Written problem: Return every line of the listing below verbatim, leaving out the pictures.

Records supplied:
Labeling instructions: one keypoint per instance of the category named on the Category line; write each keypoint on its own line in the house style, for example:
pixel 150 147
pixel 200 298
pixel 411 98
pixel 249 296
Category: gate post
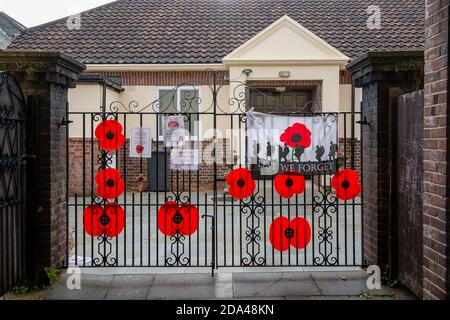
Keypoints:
pixel 45 78
pixel 382 76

Written response:
Labeling instructions: one keypoint per instance of the category named on the Category line; write each keypoint on its own line in the house style, for example:
pixel 150 147
pixel 200 298
pixel 411 98
pixel 249 296
Category: gate post
Keypoints:
pixel 45 78
pixel 382 76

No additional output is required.